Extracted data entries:
-- Opening Marker --

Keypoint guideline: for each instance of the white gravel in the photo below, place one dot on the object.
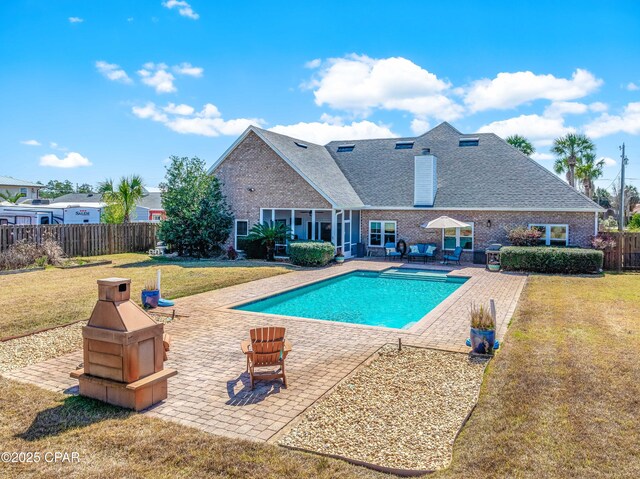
(401, 411)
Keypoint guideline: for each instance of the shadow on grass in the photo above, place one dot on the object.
(74, 412)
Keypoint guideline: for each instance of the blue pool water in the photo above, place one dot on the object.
(394, 298)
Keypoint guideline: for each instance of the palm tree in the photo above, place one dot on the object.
(589, 170)
(569, 150)
(521, 143)
(269, 234)
(125, 195)
(11, 198)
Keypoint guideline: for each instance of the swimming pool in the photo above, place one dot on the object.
(394, 298)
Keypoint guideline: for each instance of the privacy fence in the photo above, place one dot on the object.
(625, 255)
(85, 240)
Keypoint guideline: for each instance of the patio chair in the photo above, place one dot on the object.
(455, 256)
(390, 251)
(266, 348)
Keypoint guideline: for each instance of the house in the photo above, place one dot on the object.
(14, 186)
(371, 192)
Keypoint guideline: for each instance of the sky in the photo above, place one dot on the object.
(92, 90)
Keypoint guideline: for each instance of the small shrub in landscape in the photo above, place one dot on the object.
(521, 236)
(308, 253)
(544, 259)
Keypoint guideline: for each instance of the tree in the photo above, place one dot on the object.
(198, 219)
(521, 143)
(570, 150)
(269, 234)
(588, 170)
(11, 198)
(124, 196)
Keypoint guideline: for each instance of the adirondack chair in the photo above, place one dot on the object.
(266, 348)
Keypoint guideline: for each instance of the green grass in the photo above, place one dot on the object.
(54, 297)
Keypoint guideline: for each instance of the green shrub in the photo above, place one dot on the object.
(541, 259)
(308, 253)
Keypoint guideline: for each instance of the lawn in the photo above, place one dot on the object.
(54, 297)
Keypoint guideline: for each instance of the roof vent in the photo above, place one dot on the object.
(345, 148)
(469, 142)
(404, 145)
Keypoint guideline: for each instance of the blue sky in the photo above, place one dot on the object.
(91, 90)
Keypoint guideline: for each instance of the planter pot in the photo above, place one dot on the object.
(482, 341)
(150, 298)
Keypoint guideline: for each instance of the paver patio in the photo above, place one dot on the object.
(211, 391)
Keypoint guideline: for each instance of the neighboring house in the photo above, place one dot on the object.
(14, 186)
(378, 191)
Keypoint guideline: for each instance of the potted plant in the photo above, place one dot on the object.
(150, 294)
(483, 329)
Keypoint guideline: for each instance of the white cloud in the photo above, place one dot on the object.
(188, 69)
(508, 90)
(185, 120)
(360, 84)
(627, 122)
(113, 72)
(324, 132)
(184, 8)
(536, 128)
(71, 160)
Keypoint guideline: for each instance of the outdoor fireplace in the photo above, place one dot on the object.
(123, 351)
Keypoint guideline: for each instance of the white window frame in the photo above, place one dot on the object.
(547, 228)
(382, 224)
(473, 238)
(235, 233)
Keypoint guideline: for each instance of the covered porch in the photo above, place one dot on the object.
(338, 226)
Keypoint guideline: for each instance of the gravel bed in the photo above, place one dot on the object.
(403, 410)
(17, 353)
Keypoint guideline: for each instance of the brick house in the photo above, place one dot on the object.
(382, 190)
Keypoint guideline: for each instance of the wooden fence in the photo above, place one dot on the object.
(625, 255)
(85, 240)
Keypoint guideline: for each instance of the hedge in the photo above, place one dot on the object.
(542, 259)
(308, 253)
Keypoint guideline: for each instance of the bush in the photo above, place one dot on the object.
(308, 253)
(521, 236)
(544, 259)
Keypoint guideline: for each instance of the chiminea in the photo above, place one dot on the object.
(123, 351)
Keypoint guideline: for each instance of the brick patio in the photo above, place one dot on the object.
(211, 391)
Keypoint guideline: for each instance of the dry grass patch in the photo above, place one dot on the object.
(562, 397)
(55, 297)
(113, 442)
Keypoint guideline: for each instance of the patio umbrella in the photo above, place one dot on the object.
(444, 222)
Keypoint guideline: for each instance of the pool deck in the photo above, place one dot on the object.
(211, 391)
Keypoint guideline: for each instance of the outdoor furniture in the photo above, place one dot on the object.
(455, 256)
(390, 251)
(424, 251)
(266, 348)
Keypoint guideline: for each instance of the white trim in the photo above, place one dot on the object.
(235, 233)
(547, 226)
(473, 238)
(382, 222)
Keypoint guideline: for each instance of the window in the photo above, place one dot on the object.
(469, 142)
(242, 230)
(553, 235)
(382, 232)
(454, 237)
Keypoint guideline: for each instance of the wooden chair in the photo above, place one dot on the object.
(266, 348)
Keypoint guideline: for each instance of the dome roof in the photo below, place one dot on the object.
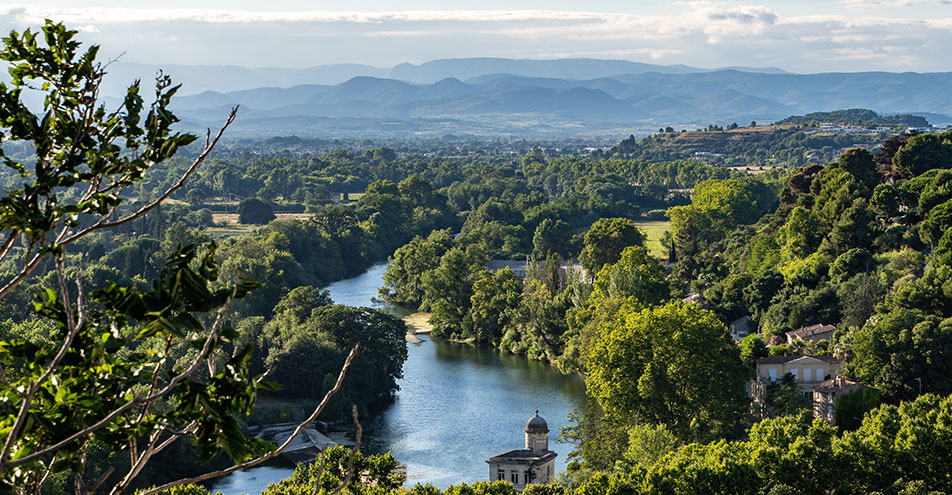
(536, 424)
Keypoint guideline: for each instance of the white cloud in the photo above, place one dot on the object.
(704, 34)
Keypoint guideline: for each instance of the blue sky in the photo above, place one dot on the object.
(800, 36)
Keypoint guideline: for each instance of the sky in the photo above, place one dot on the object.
(796, 35)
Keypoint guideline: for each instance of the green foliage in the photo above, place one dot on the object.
(255, 211)
(848, 410)
(675, 365)
(402, 281)
(922, 153)
(752, 348)
(896, 349)
(133, 333)
(552, 237)
(901, 449)
(647, 444)
(375, 474)
(937, 223)
(308, 339)
(605, 241)
(495, 299)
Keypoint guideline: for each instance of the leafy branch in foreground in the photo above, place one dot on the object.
(125, 370)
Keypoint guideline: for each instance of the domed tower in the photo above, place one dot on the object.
(537, 434)
(533, 465)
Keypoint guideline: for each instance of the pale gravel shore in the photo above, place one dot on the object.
(418, 323)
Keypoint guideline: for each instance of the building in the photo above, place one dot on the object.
(515, 266)
(522, 269)
(740, 327)
(825, 394)
(534, 464)
(812, 333)
(808, 370)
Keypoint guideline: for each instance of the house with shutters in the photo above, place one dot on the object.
(534, 464)
(808, 370)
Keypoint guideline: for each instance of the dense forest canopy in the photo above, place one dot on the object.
(166, 324)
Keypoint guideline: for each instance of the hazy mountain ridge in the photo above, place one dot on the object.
(476, 96)
(683, 100)
(196, 79)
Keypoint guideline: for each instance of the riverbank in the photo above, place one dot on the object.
(417, 323)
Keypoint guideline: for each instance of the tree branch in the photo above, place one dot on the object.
(274, 453)
(350, 462)
(209, 146)
(206, 347)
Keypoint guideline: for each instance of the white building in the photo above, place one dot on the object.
(534, 464)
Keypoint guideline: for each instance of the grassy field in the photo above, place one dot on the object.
(653, 230)
(232, 228)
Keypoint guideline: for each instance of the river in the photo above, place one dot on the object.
(457, 406)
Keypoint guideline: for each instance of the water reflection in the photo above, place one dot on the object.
(457, 406)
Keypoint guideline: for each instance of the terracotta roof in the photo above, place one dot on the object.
(836, 385)
(523, 456)
(536, 424)
(791, 357)
(811, 330)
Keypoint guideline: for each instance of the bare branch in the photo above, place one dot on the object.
(274, 453)
(8, 244)
(71, 332)
(178, 185)
(175, 436)
(350, 461)
(101, 479)
(206, 347)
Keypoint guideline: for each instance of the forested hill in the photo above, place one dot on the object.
(550, 104)
(786, 144)
(856, 116)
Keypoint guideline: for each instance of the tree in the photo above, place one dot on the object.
(606, 239)
(495, 298)
(673, 365)
(897, 349)
(636, 276)
(937, 223)
(255, 211)
(752, 348)
(116, 357)
(921, 153)
(552, 237)
(403, 278)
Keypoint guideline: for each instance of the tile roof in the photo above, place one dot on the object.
(811, 331)
(787, 358)
(523, 456)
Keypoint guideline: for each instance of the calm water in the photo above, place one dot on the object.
(457, 406)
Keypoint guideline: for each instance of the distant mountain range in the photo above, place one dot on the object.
(492, 96)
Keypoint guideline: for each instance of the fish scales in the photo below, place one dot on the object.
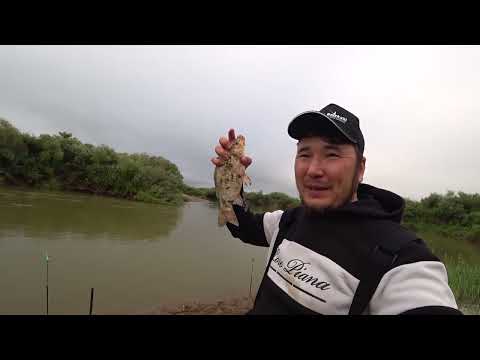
(229, 180)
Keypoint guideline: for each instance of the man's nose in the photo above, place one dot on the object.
(316, 168)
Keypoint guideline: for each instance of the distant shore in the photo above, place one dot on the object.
(240, 306)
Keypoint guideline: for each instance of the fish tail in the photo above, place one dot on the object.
(227, 215)
(221, 218)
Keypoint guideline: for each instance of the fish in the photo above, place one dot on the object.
(229, 180)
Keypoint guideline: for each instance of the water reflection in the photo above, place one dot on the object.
(52, 215)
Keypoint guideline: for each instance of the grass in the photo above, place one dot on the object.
(462, 260)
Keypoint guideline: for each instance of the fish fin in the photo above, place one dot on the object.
(221, 218)
(231, 217)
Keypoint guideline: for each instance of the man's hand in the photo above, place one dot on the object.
(223, 149)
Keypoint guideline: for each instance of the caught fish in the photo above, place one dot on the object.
(229, 179)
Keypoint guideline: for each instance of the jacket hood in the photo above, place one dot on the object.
(374, 202)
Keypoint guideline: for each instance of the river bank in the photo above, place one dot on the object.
(241, 306)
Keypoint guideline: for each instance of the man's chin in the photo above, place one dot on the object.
(316, 204)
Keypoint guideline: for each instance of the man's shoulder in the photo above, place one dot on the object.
(407, 245)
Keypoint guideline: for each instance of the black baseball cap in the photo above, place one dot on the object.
(330, 117)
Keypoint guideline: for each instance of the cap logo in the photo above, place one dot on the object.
(337, 117)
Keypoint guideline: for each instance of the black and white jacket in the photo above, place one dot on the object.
(316, 270)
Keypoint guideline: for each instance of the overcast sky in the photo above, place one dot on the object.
(419, 106)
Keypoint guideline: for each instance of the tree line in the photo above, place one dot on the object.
(62, 162)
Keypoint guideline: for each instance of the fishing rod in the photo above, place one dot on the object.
(47, 259)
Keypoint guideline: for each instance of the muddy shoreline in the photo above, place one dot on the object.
(241, 306)
(238, 306)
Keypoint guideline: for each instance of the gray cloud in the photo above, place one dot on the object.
(417, 105)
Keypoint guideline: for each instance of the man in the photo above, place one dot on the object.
(343, 251)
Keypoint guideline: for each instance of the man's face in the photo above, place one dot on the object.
(326, 174)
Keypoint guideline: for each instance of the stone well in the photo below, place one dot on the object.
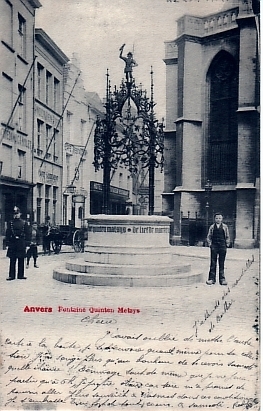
(127, 251)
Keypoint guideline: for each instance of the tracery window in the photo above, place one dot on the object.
(222, 124)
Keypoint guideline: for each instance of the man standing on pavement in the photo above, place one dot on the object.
(218, 240)
(17, 239)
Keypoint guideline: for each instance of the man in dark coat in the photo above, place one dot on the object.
(46, 236)
(17, 239)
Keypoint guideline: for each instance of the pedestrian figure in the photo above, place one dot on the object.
(46, 236)
(32, 251)
(17, 239)
(218, 240)
(129, 64)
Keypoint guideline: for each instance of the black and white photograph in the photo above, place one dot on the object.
(130, 205)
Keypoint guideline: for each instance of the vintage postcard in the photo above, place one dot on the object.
(129, 205)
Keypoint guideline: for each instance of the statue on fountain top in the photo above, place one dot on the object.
(129, 64)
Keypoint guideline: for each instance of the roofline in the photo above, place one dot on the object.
(49, 44)
(35, 3)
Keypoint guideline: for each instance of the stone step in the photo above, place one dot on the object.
(123, 269)
(165, 280)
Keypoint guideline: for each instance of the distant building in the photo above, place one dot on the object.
(212, 122)
(48, 131)
(17, 19)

-- Closing Marker --

_Work to be completed_: Exact copies of the line containing "Keypoint guideline: for each instance of the distant building" and of every line after it through the end of the entries are all that should be output.

_Response for this exercise_:
Keypoint guideline: for each instance of the distant building in the photo above, place one dot on the object.
(212, 122)
(48, 131)
(17, 19)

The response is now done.